§ **Task instructions**
Please extend the passage on active fund managers and excess returns, starting after its last sentence.

§ **Selected text**
------------------------

So too do individual investors although I suspect their outperformance expectations vastly exceed the 100 basis points that institutional agencies seek.

This extended quote is from Charles Ellis’ paper “The Rise and Fall of Performance investing”. That paper was the primary reference that supported the article by Scott Burns that Ted linked earlier today. I always prefer to examine the primary source directly whenever possible. Here is a repost of the Ellis link:

http://www.cfapubs.org/doi/pdf/10.2469/faj.v70.n4.4

Ellis concluded that “ Often blinded by optimism, clients continued to see the fault as somehow theirs and so gamely continued to try to find Mr. Right Manager, presumably believing there were no valid alternatives. ………. And active managers continue to fail to outperform. Table 1 shows the grim reality of how few funds have outperformed their indices after adjusting for survivorship bias over the 15 years to year-end 2011.”

This article motivated me to explore the potential return penalties that might be coupled to our search for superior active fund managers. I used the data reported in various parts of the Ellis paper.

Roughly one-third of active managers outdo their benchmarks by about 1.0 % annually. Two-thirds of active managers underperform their benchmarks by about 1.5% annually. These asymmetric outcomes are based on a recent 10-year summary period. Cost drag is a major factor.

Therefore, simply put, the average net Excess Returns for a single actively managed mutual fund is: (1/3 X 0.010) – (2/3 X 0.015) = -0.00667 or -0.667% annually.

To illustrate the impact of this average negative Excess Return on a portfolio consider a few scenarios like 1 or 3 active fund positions on a totally active portfolio or on a portfolio with a 50/50 split between active and Index holdings.

If an all Index equity portfolio delivers an 8.00% annual reward, the 1 and 3 unit active fund components for an all actively managed portfolio will generate 7.33% and 6.00% annually on average. For the 50/50 mixed active/passive portfolio, the annual returns would be 7.67% and 7.00%, respectively. On average, such is the price for seeking positive Excess Returns from risky actively managed mutual funds.

To overcome this penalty, the investor must seek and find active managers who reliably and persistently generate positive Alpha. That’s a tough task. As Ellis highlights, such winners most often do not repeat.

In doing this analysis, another question surfaced. Picking an average active fund manager is a losing tactic. How much better does the selection screen have to be to secure a positive Excess Return? What are odds? Using the same data and the same net Excess Returns equation, it appears that the screen must eliminate almost two-thirds of all active fund managers (60% by calculation). That seems like a workable task. But again, performance persistency remains a dubious challenge.

------------------------

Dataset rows

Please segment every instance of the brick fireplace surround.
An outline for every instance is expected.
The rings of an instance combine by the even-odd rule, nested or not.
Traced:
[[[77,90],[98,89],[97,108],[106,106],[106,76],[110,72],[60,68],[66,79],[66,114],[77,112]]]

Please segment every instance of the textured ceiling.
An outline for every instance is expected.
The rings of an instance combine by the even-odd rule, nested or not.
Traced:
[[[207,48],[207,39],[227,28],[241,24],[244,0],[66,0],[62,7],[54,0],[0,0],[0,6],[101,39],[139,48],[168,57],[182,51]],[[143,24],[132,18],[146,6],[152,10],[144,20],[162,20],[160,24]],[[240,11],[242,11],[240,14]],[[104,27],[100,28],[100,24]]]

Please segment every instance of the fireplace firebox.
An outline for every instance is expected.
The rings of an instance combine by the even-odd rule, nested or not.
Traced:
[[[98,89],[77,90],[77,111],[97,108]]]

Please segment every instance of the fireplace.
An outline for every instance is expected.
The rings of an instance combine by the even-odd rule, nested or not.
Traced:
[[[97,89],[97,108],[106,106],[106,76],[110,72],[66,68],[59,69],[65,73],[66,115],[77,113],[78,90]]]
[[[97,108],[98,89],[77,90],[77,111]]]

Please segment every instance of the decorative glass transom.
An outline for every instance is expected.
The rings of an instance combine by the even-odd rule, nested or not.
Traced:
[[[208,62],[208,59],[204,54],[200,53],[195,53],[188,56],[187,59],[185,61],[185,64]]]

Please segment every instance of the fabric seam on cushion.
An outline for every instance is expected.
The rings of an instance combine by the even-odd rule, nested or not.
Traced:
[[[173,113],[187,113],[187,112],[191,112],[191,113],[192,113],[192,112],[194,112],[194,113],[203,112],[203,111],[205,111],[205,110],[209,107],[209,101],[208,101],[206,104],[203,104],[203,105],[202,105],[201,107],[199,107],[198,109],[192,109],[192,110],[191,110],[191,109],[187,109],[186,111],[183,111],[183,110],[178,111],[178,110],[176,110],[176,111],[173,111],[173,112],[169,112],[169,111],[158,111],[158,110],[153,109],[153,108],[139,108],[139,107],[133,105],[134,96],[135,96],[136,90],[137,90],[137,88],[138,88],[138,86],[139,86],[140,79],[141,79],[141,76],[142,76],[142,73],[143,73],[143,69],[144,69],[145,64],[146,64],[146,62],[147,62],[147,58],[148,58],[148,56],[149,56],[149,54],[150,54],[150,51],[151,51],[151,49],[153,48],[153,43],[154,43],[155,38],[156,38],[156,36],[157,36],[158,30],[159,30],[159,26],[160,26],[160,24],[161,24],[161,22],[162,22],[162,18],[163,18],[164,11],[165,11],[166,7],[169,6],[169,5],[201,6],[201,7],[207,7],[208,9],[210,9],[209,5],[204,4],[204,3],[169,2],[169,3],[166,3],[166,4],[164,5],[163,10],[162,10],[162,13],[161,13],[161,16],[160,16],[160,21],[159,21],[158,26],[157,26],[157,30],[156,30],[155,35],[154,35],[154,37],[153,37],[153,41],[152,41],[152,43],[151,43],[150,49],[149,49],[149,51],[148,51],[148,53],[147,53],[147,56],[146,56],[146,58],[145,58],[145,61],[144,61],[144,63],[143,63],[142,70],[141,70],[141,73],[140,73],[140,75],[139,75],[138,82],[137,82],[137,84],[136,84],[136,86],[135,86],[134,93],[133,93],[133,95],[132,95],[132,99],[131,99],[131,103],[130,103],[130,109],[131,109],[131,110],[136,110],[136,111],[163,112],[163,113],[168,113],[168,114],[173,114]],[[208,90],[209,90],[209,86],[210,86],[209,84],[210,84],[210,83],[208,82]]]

------------------------

§ **Response**
Thank you Ted for posting the primary reference. I encourage all MFOers to read the Ellis document. It rings a bell. Active mutual fund investing is an uphill battle.

Best Regards.

Comments

  • Thank you @MJG for this. Charlie Ellis is a good source of learning for everyone.
  • @MJG: For your infromation, I linked the Ellis document along with the Scott Burns article. What's the point?
    Regards,
    Ted
    http://www.mutualfundobserver.com/discuss/discussion/16176/scott-burns-the-performance-management-lottery-ticket/p1
  • He posted this as an addition to whatever you posted and referenced that at the end of his comment.

    So what's the issue?
  • Thanks for posting this, MJG, and thanks for your summary and analysis, both were very interesting.
  • @MJG, thanks for an interesting read even if I find myself depressed. I'll admit I dream every day of beating the S&P 500 with my collection of investments and convincing myself that even if I don't I would hate to go through life without trying.

    One thing I find interesting is that so many people, including lots of people who spend their lives studying the past, are great at telling us that past performance is no guarantee of future results while we're also told that buying index funds and never selling is your best bet (at least if you use history as a guide!).

    What I wonder is why no one says that choosing an index fund might be your best option as long as you can choose the right index, or even the right collection of indexes. After all, if you had chosen some combination of the S&P 500, MSCI EAFE and Barclays Agg Indexes at the turn of the century you'd be kicking yourself for not having an Emerging Markets index or a small cap index.

    No matter what you do you're making some sort of bet on the future. If an index fund helps you trade less, keeps your expenses low and lets you sleep at night, more power to you. Just don't think that its the proverbial pot of gold at the end of the rainbow.